What needs to be done – What do the entries below say? Restate them word for word.

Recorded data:
Segment Open

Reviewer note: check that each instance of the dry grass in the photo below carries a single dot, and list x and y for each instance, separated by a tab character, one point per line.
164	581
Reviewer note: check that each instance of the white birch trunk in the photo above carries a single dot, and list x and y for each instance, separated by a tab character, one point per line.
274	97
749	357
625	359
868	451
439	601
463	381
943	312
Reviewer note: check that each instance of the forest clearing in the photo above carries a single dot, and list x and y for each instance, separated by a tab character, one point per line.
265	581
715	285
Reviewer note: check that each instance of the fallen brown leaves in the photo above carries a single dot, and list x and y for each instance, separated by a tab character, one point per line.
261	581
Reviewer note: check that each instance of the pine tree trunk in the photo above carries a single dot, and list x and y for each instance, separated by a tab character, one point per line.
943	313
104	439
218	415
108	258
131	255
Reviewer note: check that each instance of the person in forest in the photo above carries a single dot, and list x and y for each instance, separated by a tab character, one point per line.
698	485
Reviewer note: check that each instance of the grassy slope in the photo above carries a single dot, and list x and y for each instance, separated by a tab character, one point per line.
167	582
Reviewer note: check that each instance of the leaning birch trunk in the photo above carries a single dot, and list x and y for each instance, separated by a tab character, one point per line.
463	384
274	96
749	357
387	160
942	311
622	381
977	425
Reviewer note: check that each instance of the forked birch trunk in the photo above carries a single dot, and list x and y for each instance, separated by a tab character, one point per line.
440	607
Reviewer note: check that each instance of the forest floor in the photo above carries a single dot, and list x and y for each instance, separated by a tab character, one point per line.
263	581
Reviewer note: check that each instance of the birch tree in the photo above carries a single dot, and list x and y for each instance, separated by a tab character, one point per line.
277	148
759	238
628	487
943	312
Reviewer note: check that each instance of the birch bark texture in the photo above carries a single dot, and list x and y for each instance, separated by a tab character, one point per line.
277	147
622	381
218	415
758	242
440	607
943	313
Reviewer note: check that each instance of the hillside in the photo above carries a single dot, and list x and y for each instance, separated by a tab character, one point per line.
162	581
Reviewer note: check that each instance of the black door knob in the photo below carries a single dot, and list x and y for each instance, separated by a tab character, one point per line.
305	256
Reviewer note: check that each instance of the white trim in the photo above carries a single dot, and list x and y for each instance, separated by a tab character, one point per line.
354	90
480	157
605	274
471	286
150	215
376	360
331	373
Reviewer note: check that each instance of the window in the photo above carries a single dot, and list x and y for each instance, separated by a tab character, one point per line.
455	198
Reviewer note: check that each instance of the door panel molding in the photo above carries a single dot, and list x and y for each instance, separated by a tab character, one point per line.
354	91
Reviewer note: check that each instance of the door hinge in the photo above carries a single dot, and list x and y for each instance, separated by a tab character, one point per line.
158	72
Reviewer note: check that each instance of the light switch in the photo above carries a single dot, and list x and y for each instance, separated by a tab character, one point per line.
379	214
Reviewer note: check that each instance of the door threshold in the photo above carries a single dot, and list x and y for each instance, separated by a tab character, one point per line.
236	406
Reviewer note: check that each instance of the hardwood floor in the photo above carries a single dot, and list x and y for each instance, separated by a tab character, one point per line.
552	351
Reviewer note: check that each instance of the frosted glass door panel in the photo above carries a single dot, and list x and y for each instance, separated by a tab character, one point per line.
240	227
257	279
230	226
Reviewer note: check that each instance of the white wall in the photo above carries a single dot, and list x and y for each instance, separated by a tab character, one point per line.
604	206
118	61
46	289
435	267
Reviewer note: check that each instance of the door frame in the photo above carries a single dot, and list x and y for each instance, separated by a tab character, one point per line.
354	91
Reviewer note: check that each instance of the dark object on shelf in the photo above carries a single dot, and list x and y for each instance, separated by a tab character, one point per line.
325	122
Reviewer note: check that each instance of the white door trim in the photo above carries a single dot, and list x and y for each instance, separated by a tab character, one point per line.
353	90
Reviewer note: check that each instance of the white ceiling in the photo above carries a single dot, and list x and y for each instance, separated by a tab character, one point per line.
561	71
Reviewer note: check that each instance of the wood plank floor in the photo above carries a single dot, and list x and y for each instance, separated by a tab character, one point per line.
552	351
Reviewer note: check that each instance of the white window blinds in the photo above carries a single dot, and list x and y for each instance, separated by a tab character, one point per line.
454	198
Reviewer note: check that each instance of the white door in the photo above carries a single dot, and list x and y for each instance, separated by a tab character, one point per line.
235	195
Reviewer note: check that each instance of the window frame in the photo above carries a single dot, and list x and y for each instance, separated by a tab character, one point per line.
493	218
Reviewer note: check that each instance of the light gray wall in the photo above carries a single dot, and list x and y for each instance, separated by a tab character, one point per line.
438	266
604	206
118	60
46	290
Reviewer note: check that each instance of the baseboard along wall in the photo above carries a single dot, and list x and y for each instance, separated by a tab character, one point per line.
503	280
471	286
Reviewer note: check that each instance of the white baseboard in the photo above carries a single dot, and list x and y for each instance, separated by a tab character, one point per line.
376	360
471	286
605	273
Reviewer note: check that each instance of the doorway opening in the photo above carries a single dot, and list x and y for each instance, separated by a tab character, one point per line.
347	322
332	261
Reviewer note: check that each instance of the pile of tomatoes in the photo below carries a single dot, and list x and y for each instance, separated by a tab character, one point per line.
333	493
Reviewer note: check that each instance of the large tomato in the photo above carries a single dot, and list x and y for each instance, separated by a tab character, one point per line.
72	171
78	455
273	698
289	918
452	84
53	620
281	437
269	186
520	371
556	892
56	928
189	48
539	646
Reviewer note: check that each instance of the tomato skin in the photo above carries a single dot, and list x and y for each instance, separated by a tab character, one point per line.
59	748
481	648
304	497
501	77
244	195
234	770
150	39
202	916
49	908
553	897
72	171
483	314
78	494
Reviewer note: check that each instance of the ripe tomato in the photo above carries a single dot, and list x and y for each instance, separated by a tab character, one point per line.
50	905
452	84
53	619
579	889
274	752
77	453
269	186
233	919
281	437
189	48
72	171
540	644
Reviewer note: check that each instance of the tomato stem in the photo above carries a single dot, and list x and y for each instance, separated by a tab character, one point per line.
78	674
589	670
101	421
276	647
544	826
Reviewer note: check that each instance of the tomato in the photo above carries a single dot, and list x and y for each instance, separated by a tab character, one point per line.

Segment Closed

Task answer –
Reviewer note: check that each instance of the dry grass in the photo below carries a single dot, and list x and y for each instance, separated by a tab character, one point per line.
164	581
Reviewer note: check that each instance of the white birch trunk in the photo above carries a single dot, and list x and y for each instance, separated by a tab character, one point per line.
274	97
749	357
625	359
868	451
439	601
463	381
943	312
Reviewer note: check that each instance of the forest clearing in the photo above carries a single dot, and list x and y for each instance, separated by a tab character, one point per line.
265	581
715	285
Reviewer note: check that each instance of the fallen brown leaves in the photo above carries a single dot, and list x and y for each instance, separated by a tab character, one point per line.
261	581
Reviewer note: check that each instance of the pine tree trunk in the photo above carries a single dot, and list x and y for each instance, separated by a tab character, one point per line.
943	313
104	439
218	415
108	258
131	255
Reviewer note: check that each instance of the person in forest in the photo above carries a single dot, and list x and y for each instance, separated by a tab character, one point per line.
698	485
Reviewer note: check that each instance of the grassy slope in the photo above carries a single dot, and list x and y for each instance, separated by a tab character, one point per line.
167	582
Reviewer note: check that each instance of the leaning birch trunk in the photo above carries a single dot, and list x and y for each instance, separated by a tab character, one point per line.
463	384
274	96
749	357
387	160
942	311
622	381
977	425
Reviewer note: check that each instance of the forked birch trunk in the photo above carries a single dot, and list x and y for each instance, separated by a tab character, one point per line.
440	607
Reviewer note: check that each instance of the forest floor in the photo above carries a single dot, and list x and y for each instance, separated by a tab character, one point per line.
263	581
Reviewer note: check that each instance of the birch tree in the photo above carries a single dot, and list x and y for each instance, separated by a tab character, one point per line.
277	148
759	238
628	487
943	312
Reviewer note: check that each instance of the birch bark texture in the photo above carries a single dot, and list x and y for each instance, separated by a tab character, one point per line.
277	147
622	381
218	415
758	242
440	607
943	313
Reviewer note: check that each instance of the hillside in the photo above carries a single dot, and list x and y for each instance, separated by a tab character, one point per line.
162	581
Reviewer note: check that each instance of the black door knob in the photo below carries a single dot, and list x and y for each instance, separated by a tab character, one point per line.
305	256
Reviewer note: check that each instance of the white trim in the photo above carries a single dot, and list x and y for each instance, separated by a tab character, one point per line.
354	90
480	157
605	274
471	286
150	215
376	360
331	373
Reviewer note: check that each instance of the window in the photo above carries a single dot, and list x and y for each instance, separated by a tab character, one point per line.
455	198
Reviewer note: check that each instance of the door panel molding in the photo above carries a single dot, and list x and y for each instance, separated by a tab character, one point per line.
354	91
Reviewer note: check that each instance of the door hinge in the photo above carries a single dot, and list x and y for each instance, separated by a tab character, one point per line.
158	72
Reviewer note: check that each instance of the light switch in the photo above carries a single dot, and list x and y for each instance, separated by a tab character, one point per line.
379	214
Reviewer note: check that each instance of the door threshold in the photo above carries a single dot, and list x and y for each instance, separated by a tab character, one point per line.
236	406
Reviewer note: check that each instance of the hardwood floor in the photo above carries a single dot, and list x and y for each instance, separated by a tab character, one point per line.
552	351
Reviewer note: check that each instance of the frosted glass door panel in the photo above carries a single dot, and list x and y for each instance, separated by a tab character, one point per line.
240	227
257	279
230	226
Reviewer note: check that each instance of the white wall in the photo above carries a single dot, and list x and y for each instance, separated by a tab character, one point per line.
604	206
118	61
46	289
435	267
Reviewer note: check that each instance of the door frame in the photo above carries a single dot, and list x and y for each instance, separated by a tab character, one point per line.
354	91
Reviewer note: check that each instance of the dark object on shelf in the photo above carries a single dot, and list x and y for each instance, separated by a tab character, one point per line.
325	122
Reviewer note: check that each instance of the white door trim in the photo above carries a single dot, and list x and y for each instance, separated by a tab character, one point per line.
353	90
Reviewer note: check that each instance of the white ceiling in the photo above carries a single dot, and list x and y for each instance, separated by a tab character, one point per line.
561	71
Reviewer note: check that each instance of the wood plank floor in the photo above carries a single dot, and list x and y for each instance, separated by a tab character, one point per line.
552	351
Reviewer note: check that each instance of the white window blinds in the photo above carries a single dot, and list x and y for each instance, separated by a tab character, one point per line.
454	198
Reviewer note: check that each instance of the white door in the photo above carries a single dot, and list x and y for each instance, separated by a tab character, one point per line.
235	195
Reviewer note: check that each instance of the window frame in the photo above carries a single dot, and list x and y for each instance, separated by a tab character, one point per line.
493	218
Reviewer note: check that each instance of the light gray wall in the photo above carries a single dot, and list x and y for each instance, separated by a tab character, one point per line.
438	266
604	206
118	60
46	290
Reviewer note: check that each instance of the baseboard along wall in the photo above carries a single dot, and list x and y for each instance, separated by a tab character, one point per line.
503	280
471	286
Reviewer note: check that each instance of the white baseboard in the photo above carries a single dot, and list x and y for each instance, separated by a tab character, one point per line.
376	360
471	286
605	273
Reviewer note: check that each instance of the doorway opening in the photo above carries a single dot, and list x and y for each instance, separated by a tab character, one point per line.
347	322
332	261
Reviewer note: check that each instance of the pile of tomatoes in the photo below carries a single dot, and list x and y for each instance, separated by a tab character, one point per line.
333	493
Reviewer note: check that each instance of the large tomato in the photo above carries a single dot, and list x and y for each instance, separated by a tab character, one point per line.
72	171
78	455
273	698
289	918
452	84
53	620
281	437
269	186
520	371
556	892
56	928
189	48
539	646
Reviewer note: check that each instance of the tomato skin in the photo above carries a single dot, and list x and y for each instance, separated by a tab character, one point per line.
59	748
481	648
304	497
501	77
244	195
234	770
150	39
202	916
49	908
553	897
72	171
483	314
78	494
Reviewer note: check that each instance of the ripe tomato in the photo above carries a single dot, and list x and y for each instance, separated by a tab character, one point per line.
50	905
452	84
53	619
579	889
274	752
77	453
269	186
233	919
281	437
189	48
72	171
540	644
Reviewer note: check that each instance of the tomato stem in the photo above carries a single dot, and list x and y for each instance, separated by a tab character, one point per line.
78	674
589	670
101	421
276	647
544	826
Reviewer note: check that each instance of the tomato in the photo above carries a single dot, and list x and y for each instance, separated by a tab character, one point per line.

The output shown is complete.